Count the lines in the items below that contain the string "tree", with case taken into account. Reply with the number alone.

(Pointing dataset records)
_ _ _
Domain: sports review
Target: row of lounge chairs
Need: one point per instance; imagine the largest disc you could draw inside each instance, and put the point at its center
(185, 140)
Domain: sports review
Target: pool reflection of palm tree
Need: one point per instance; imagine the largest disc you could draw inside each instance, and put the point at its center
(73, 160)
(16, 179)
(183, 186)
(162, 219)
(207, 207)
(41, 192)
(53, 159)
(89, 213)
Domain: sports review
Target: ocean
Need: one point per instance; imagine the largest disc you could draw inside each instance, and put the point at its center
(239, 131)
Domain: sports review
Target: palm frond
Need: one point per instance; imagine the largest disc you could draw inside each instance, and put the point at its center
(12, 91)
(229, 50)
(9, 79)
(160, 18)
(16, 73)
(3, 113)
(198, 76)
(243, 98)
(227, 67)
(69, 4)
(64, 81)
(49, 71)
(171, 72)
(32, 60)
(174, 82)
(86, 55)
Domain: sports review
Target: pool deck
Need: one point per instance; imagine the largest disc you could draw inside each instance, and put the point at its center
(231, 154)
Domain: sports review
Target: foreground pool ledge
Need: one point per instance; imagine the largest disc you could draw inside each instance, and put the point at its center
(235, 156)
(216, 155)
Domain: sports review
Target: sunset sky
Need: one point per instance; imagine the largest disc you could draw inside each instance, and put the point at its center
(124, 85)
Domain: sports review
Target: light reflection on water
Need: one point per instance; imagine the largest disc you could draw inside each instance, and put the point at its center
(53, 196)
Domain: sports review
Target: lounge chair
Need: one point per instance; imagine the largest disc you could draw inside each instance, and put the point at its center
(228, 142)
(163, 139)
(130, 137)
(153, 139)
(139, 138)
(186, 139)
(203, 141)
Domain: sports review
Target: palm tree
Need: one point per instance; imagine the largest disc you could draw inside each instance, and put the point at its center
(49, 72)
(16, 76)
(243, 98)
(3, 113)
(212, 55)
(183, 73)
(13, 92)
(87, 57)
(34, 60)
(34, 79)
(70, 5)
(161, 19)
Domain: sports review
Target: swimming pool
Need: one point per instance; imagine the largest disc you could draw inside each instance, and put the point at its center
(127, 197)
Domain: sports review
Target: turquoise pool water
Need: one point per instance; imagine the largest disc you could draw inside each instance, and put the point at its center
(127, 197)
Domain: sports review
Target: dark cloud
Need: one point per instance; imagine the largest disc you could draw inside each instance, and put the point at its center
_ _ _
→ **EXERCISE OUTPUT**
2